**READING PASSAGE**

* * * * * * *

The committee voted to impose fines of at least €300,000 and four years' imprisonment in serious cases and €100,000 in minor cases. The committee also voted for 'Joint Investigation Teams' to be set up, in which the holders of an allegedly infringed intellectual property right could be part of the investigations, alongside with the police.
Although the Council is expected to back the directive, it is likely to be attacked before the Court for its possible lack of a proper legal foundation (see 'Positions').
The initial proposals were criticised by a wide range of industries, including computer and software manufacturers, telecom operators, generic medicines manufacturers and trademark holders, for failing to fence the Directive's scope in on the problem of commercial counterfeiting. A further point of criticism was that the draft would also introduce criminal measures for alleged infringements of unexamined intellectual property rights, such as pending or contested patent applications.
The Parliament's Legal Affairs Committee voted to limit the scope to the following intellectual property rights:
- Copyright and related rights;
- sui generis rights of a database maker;
- rights of the creator of a topography of a semi-conductor product;
- trademark rights;
- design rights;
- geographical indications, and;
- trade names.
Stakeholders criticised that the draft risked criminalising even small-scale infringements for personal use, such as copying the content of a DVD to a computer's hard disk or making a back-up of a copy-protected CD. The Committee voted to cover only "intentional infringements on a commercial scale", where "commercial scale" is defined as "any infringement committed to obtain a commercial advantage", and "intentional" as "deliberate and conscious".

* * * * * * *

**SOURCE DATA**
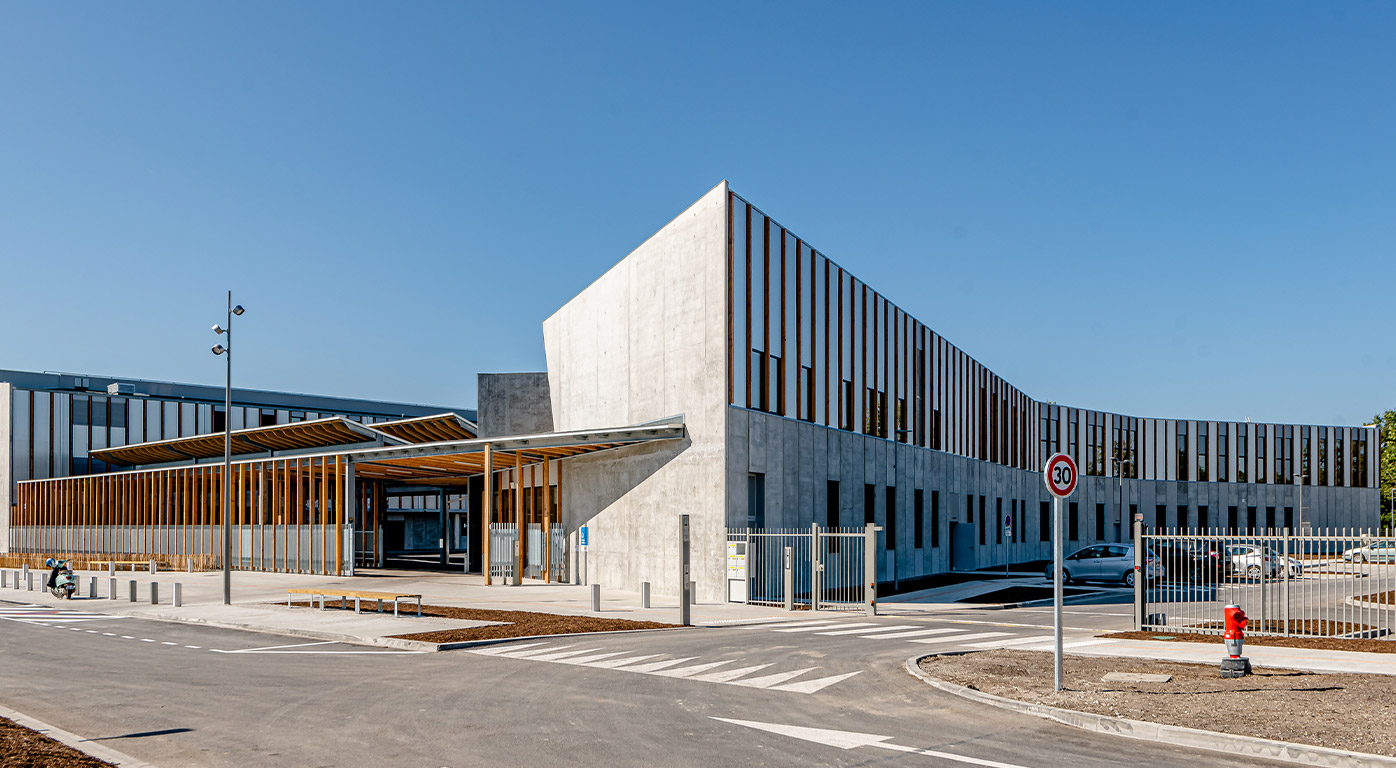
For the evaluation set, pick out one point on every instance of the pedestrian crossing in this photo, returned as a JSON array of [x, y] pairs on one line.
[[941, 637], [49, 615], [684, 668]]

* * * * * * *

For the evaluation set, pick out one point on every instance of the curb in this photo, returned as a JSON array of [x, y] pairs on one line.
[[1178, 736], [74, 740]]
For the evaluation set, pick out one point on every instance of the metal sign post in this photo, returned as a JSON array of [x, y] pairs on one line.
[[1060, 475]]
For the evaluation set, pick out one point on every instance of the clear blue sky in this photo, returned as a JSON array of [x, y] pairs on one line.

* * * * * * *

**WORK REQUEST 1**
In the text on the intellectual property directive, what minimum fine did the committee vote for in minor cases?
**WORK REQUEST 2**
Copy the text on the intellectual property directive from "The committee voted to impose" up to and including "with the police.".

**RESULT 1**
€100,000

**RESULT 2**
The committee voted to impose fines of at least €300,000 and four years' imprisonment in serious cases and €100,000 in minor cases. The committee also voted for 'Joint Investigation Teams' to be set up, in which the holders of an allegedly infringed intellectual property right could be part of the investigations, alongside with the police.